**Required action**
Your reply should contain every record, restated word for word.

**Data supplied**
● ● ● ●

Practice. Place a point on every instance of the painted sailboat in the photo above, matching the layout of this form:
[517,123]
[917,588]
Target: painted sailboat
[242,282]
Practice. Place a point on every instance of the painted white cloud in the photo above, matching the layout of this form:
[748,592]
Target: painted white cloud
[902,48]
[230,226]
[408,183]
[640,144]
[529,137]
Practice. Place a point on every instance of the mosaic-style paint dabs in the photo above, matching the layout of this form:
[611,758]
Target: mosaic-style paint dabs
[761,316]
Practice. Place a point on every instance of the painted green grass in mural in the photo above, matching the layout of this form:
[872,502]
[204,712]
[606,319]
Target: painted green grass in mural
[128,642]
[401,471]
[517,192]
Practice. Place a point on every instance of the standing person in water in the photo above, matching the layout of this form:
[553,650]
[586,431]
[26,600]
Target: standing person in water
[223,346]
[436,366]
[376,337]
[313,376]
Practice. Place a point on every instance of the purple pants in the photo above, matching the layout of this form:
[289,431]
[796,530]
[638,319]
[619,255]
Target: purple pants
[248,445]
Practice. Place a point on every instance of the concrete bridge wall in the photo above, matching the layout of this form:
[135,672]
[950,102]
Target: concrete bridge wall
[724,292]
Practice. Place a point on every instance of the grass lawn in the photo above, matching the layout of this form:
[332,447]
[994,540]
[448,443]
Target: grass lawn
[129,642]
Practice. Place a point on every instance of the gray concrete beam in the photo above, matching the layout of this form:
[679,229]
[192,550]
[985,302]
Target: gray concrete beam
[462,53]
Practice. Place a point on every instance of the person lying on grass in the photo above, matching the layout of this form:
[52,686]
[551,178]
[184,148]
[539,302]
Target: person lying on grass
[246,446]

● ● ● ●

**The answer**
Practice. Place a point on every instance of the painted sailboat in the photo above, matching the layout of this form:
[517,123]
[917,588]
Target: painted sailboat
[242,282]
Practice. Place a point on every instance of the painted white cloud in the photo above, matching the layout of this form:
[748,592]
Target: painted white cloud
[902,48]
[230,226]
[408,183]
[640,144]
[529,137]
Practice. Place a point on every instance of the mosaic-style paint dabs in the photo above, matching the layout of this form:
[611,758]
Target: mosaic-style paint dabs
[761,316]
Practice. Place a point on every instance of the painted green grass in mural in the photo above, matching the layout of this form:
[872,502]
[204,712]
[606,319]
Target: painted green grass in mural
[128,642]
[401,471]
[517,192]
Practice. Place a point on every instance of the standing person in water in the photo above, matching the layout of this form:
[553,650]
[586,431]
[26,600]
Target: standing person in water
[223,346]
[436,366]
[376,337]
[313,376]
Practice. Place a point on every instance of the purple pants in the photo above, matching the layout of this form:
[289,431]
[796,530]
[638,319]
[619,255]
Target: purple pants
[248,445]
Practice. Place a point on every instance of the concrete bridge wall in the photo above, matching the layout of this form:
[135,672]
[950,102]
Target: concrete bridge wall
[724,292]
Practice. Place a point on every instance of the grass lawn in the photo above, matching the layout of this form:
[332,447]
[994,540]
[448,443]
Target: grass lawn
[129,642]
Practice. Place a point on every instance of the gray concrete beam in the photo above, matching the layout of this form:
[679,229]
[192,550]
[985,302]
Target: gray concrete beam
[462,53]
Practice. Place a point on every instance of the person lying on grass in the photo above, matching the layout of this form:
[52,686]
[551,178]
[184,148]
[539,302]
Target: person lying on grass
[246,446]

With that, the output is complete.